[start DATA EXCERPTS]
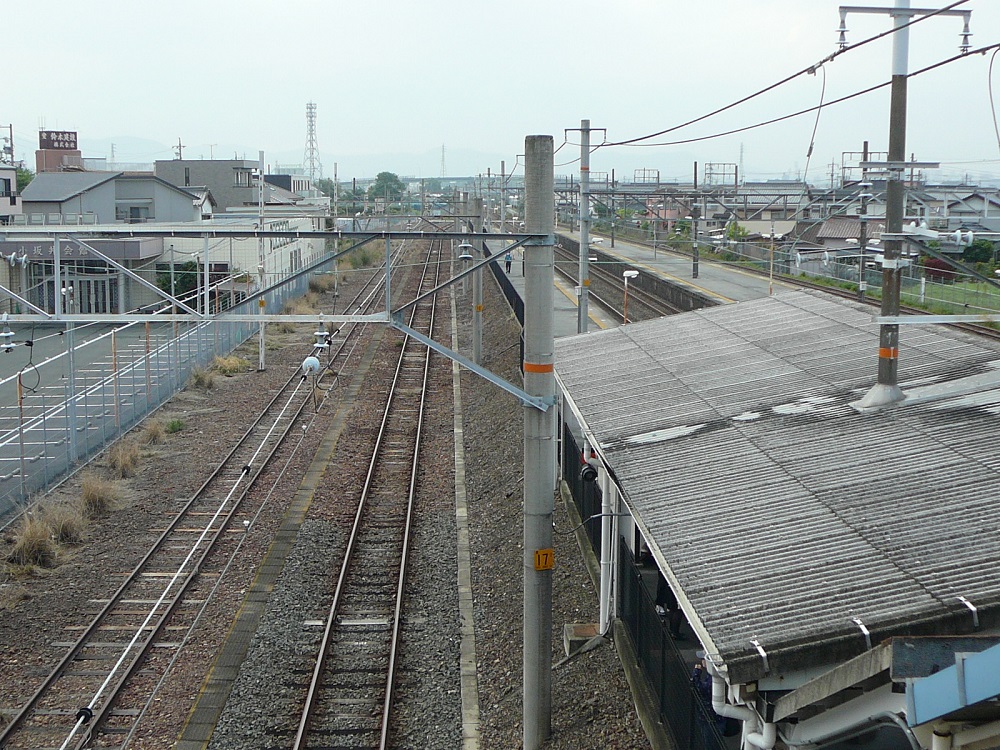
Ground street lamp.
[687,206,701,279]
[456,242,474,295]
[622,269,639,325]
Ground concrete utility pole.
[840,0,972,408]
[523,135,556,750]
[691,162,698,279]
[472,198,486,365]
[576,120,590,333]
[260,151,267,372]
[858,141,871,302]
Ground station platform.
[490,229,795,338]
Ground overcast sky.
[7,0,1000,184]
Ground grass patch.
[7,515,57,569]
[42,503,87,544]
[80,472,118,518]
[346,247,372,268]
[0,583,31,612]
[309,274,336,294]
[285,291,319,315]
[188,367,215,391]
[139,419,167,445]
[108,440,139,479]
[212,354,250,378]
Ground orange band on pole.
[524,362,555,373]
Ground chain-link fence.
[0,266,316,523]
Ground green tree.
[156,260,198,298]
[962,240,995,263]
[726,221,749,242]
[368,172,406,200]
[17,167,35,195]
[314,177,334,198]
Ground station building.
[556,291,1000,750]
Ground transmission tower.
[302,102,323,180]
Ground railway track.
[568,229,1000,339]
[0,250,406,750]
[292,243,442,750]
[555,245,681,322]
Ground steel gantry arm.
[389,312,555,412]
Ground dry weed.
[139,419,167,445]
[188,367,215,391]
[108,440,139,479]
[7,515,56,569]
[212,354,250,378]
[80,472,118,518]
[42,503,87,544]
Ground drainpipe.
[598,470,617,635]
[931,723,952,750]
[705,659,778,750]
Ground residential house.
[21,172,202,225]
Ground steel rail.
[292,238,440,750]
[0,248,406,748]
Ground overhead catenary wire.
[605,42,1000,153]
[600,0,969,148]
[986,49,1000,156]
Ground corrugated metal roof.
[21,172,121,203]
[818,217,861,240]
[556,292,1000,681]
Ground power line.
[602,0,969,146]
[601,43,1000,153]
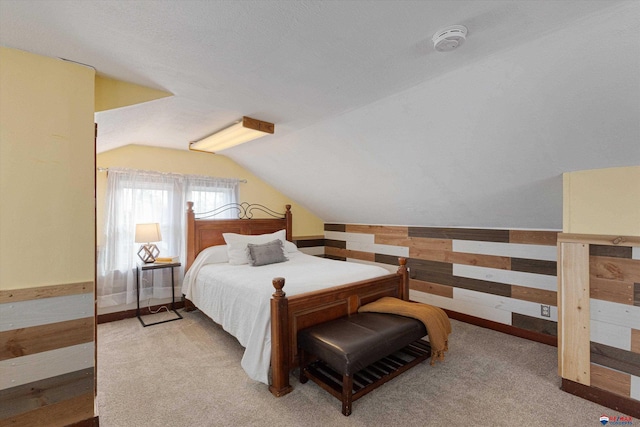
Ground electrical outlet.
[540,304,551,317]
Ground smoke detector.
[432,25,467,52]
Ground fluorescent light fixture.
[189,117,275,153]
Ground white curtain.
[98,168,239,307]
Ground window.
[97,169,239,307]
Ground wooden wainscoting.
[0,282,98,426]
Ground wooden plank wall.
[0,282,95,426]
[589,244,640,405]
[325,224,558,344]
[293,236,324,256]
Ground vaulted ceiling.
[0,0,640,229]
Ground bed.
[183,202,409,397]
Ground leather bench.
[298,313,431,416]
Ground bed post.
[398,257,409,301]
[184,202,196,271]
[284,205,293,242]
[269,278,293,397]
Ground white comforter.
[182,252,389,384]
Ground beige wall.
[96,145,324,245]
[0,47,95,289]
[0,47,95,426]
[563,166,640,236]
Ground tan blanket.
[358,297,451,365]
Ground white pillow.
[284,240,298,253]
[196,245,229,265]
[222,230,287,265]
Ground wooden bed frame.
[185,202,409,397]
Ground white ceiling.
[0,0,640,228]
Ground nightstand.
[136,262,182,327]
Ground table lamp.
[135,222,162,264]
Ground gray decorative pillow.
[247,239,289,267]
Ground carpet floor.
[97,311,623,427]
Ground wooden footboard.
[269,258,409,397]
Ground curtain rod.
[96,167,247,184]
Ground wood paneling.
[0,317,94,360]
[590,276,633,305]
[409,237,453,252]
[0,342,95,390]
[2,390,94,427]
[511,285,558,306]
[409,247,511,270]
[0,368,94,424]
[452,276,511,297]
[453,264,558,292]
[509,230,558,246]
[631,329,640,353]
[511,258,558,276]
[344,224,408,238]
[589,245,632,258]
[409,246,444,262]
[0,294,94,331]
[558,243,591,385]
[511,313,558,337]
[374,234,411,247]
[324,239,347,249]
[409,227,509,243]
[590,299,640,329]
[0,282,93,304]
[409,279,453,298]
[591,342,640,377]
[374,254,398,265]
[558,233,640,246]
[590,363,631,397]
[591,319,631,350]
[324,246,376,264]
[324,224,346,231]
[445,252,511,270]
[589,256,640,283]
[332,224,558,342]
[293,237,324,248]
[408,256,453,286]
[453,240,558,261]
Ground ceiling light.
[189,117,275,153]
[431,25,467,52]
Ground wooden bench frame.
[298,332,431,416]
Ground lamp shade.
[136,222,162,243]
[189,117,275,153]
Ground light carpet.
[97,311,623,427]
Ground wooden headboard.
[185,202,293,271]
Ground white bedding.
[182,247,389,384]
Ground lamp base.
[138,243,160,264]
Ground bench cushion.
[298,313,427,375]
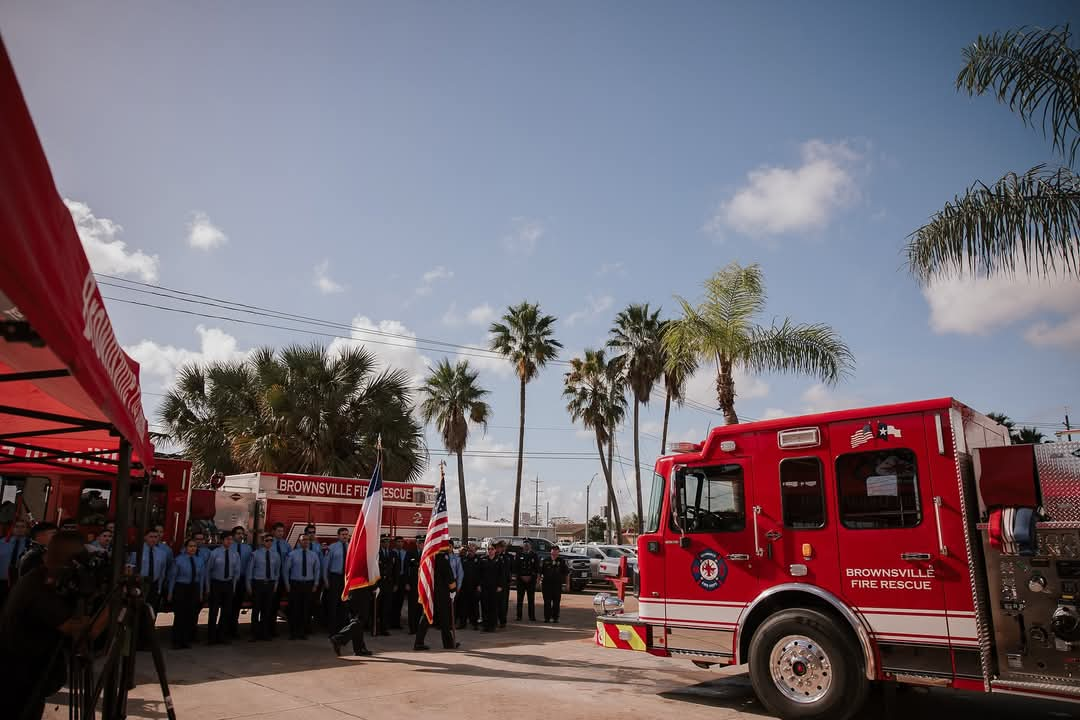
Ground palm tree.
[420,359,491,539]
[607,302,664,528]
[1012,427,1047,445]
[488,301,563,535]
[161,345,426,480]
[563,350,626,538]
[663,262,853,425]
[660,321,698,454]
[907,25,1080,282]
[end DATA EXCERPTS]
> **EXERCISE AIM**: Rewrite the lines of the items starting with the line that contains "Ground corrugated metal roof." and going on through the line that contains "[298,313,427,375]", requests included, with every bounding-box coordinate scaled by 1.5 and rounded to a whole number, halves rounded up. Omit the pictures from your answer.

> **OUTPUT FOR THIS EXERCISE**:
Ground corrugated metal roof.
[32,258,182,305]
[1227,326,1292,360]
[834,438,1500,1022]
Ground power line.
[903,0,1454,219]
[902,65,1500,230]
Ground electrical outlet.
[810,456,827,476]
Ground smoke detector.
[648,38,701,78]
Ground fluorescent light fixture.
[284,176,413,230]
Ground white curtain.
[147,252,359,461]
Ground window.
[146,254,359,461]
Ground wooden wainscoting.
[0,423,147,639]
Ground wooden plank wall.
[0,423,143,639]
[884,366,960,608]
[488,336,837,516]
[440,354,486,384]
Ground vaulted ceiling.
[0,0,960,344]
Ground bed.
[275,303,614,596]
Ground leather bench.
[447,470,647,624]
Ground bed post.
[597,386,614,452]
[276,303,294,407]
[426,308,440,363]
[404,417,440,596]
Ground white comforter.
[273,378,584,576]
Ground beige wall.
[144,218,486,368]
[0,71,143,434]
[0,71,143,639]
[845,249,960,354]
Ground tan blanket.
[537,446,677,548]
Ground white pillow.
[426,360,447,380]
[294,368,344,398]
[333,345,431,398]
Ground wooden bed frame.
[278,303,614,596]
Ground white ceiling.
[0,0,960,342]
Ground nightstand.
[204,393,273,491]
Ground table lamp.
[203,333,243,396]
Ground gray decorative pillow.
[371,359,434,401]
Ground carpet floor.
[146,467,935,641]
Ground wooden footboard.
[404,387,614,596]
Ground curtain rod.
[144,251,371,276]
Ground wood paneling.
[0,476,141,540]
[885,414,950,458]
[614,356,680,378]
[0,513,143,585]
[3,585,141,641]
[767,428,837,459]
[614,371,767,405]
[0,552,141,636]
[678,414,767,446]
[680,396,837,438]
[764,345,837,369]
[947,494,960,530]
[767,387,837,414]
[516,336,612,357]
[884,368,948,387]
[614,369,666,393]
[0,441,141,497]
[837,365,887,578]
[767,470,837,506]
[561,351,617,371]
[486,359,521,374]
[614,341,764,365]
[885,449,960,494]
[0,423,140,456]
[614,419,680,447]
[887,513,960,566]
[561,381,597,398]
[837,350,960,369]
[885,545,947,596]
[887,479,947,525]
[486,369,564,396]
[486,336,519,347]
[668,378,767,405]
[884,384,960,425]
[498,336,837,513]
[440,356,486,372]
[612,384,680,429]
[680,360,837,392]
Ground ceiling light.
[284,176,413,230]
[647,38,701,78]
Ground wooden bench frame.
[447,498,647,624]
Ground lamp shade.
[204,333,243,365]
[284,176,413,230]
Ground light carpet.
[146,467,935,641]
Ground wooden headboard.
[278,303,440,407]
Ground white bedding.
[273,371,584,576]
Ground lamp base.
[207,365,240,396]
Ground bench cushion.
[447,470,641,563]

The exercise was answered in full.